- **What is being asked**:
Convert the entries below, from the line with "Practice step: find every instance of the orange" to the line with "Target: tire", into a JSON list of strings with one string per line, leaving out blank lines.

- **Given records**:
____

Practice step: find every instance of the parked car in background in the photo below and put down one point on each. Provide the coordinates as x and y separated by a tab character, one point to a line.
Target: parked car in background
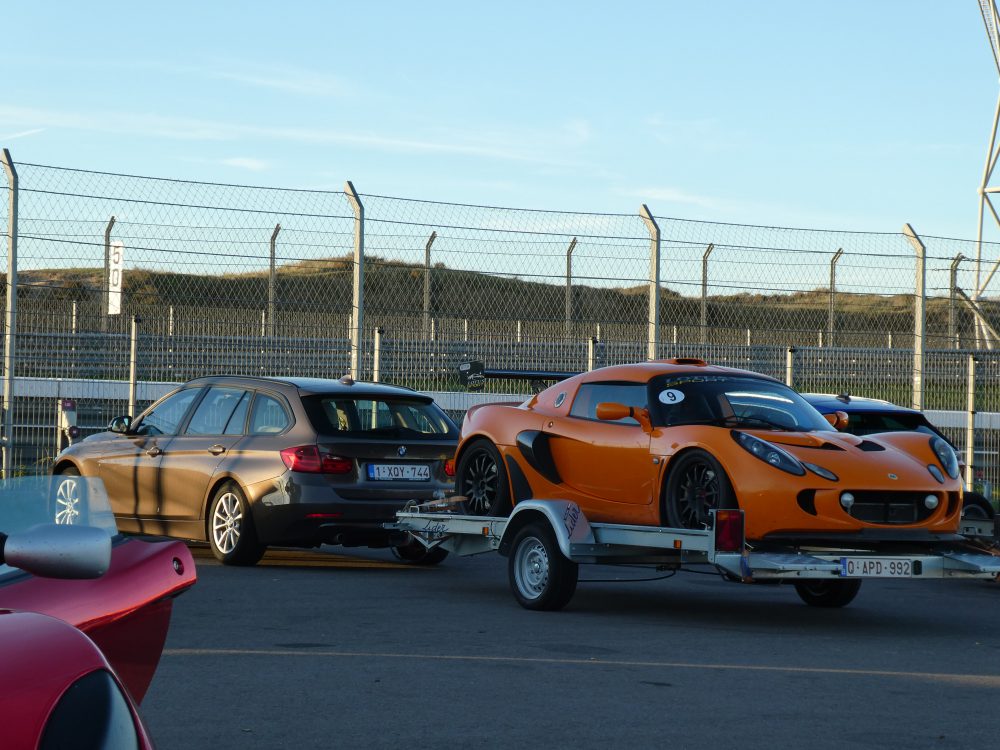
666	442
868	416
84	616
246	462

____

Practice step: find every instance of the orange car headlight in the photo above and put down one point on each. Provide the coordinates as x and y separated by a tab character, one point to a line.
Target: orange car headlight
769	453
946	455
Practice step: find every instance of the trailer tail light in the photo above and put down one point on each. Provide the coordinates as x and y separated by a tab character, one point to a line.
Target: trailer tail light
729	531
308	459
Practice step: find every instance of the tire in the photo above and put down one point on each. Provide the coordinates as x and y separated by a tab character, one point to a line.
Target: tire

____

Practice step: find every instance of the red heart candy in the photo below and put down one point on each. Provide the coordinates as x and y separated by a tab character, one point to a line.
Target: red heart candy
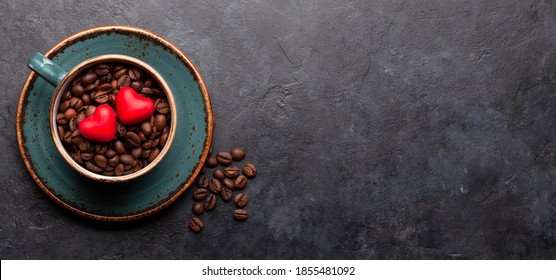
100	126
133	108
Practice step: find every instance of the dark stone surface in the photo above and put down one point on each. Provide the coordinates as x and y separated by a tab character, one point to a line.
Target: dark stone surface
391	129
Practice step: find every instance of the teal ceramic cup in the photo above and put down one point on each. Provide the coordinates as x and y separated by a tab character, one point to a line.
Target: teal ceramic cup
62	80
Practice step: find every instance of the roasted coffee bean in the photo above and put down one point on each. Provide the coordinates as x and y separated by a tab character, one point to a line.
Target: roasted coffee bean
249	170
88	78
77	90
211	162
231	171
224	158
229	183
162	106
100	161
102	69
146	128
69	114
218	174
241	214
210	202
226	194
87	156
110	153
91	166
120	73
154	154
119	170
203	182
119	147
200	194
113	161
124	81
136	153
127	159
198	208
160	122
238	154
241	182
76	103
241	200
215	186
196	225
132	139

____

- **Exercise answer**:
[
  "Practice step: find every instance of the orange car headlight in the photo above and put down one point on each. Provide the coordinates as x and y separated by a tab character, one point to a line.",
  "Target: orange car headlight",
  "769\t453",
  "946\t455",
  "Practice step: find every instance of the trailer tail light in the photo above and put down one point on each. Provide the coordinates as x and y separated by a tab character, one point to a line.",
  "Target: trailer tail light",
  "729\t531",
  "308\t459",
  "Practice step: find every instance of the tire in the photo above and put down one point on each. Provide the coordinates as x and y separated by a tab character, one point to a line.",
  "Target: tire"
]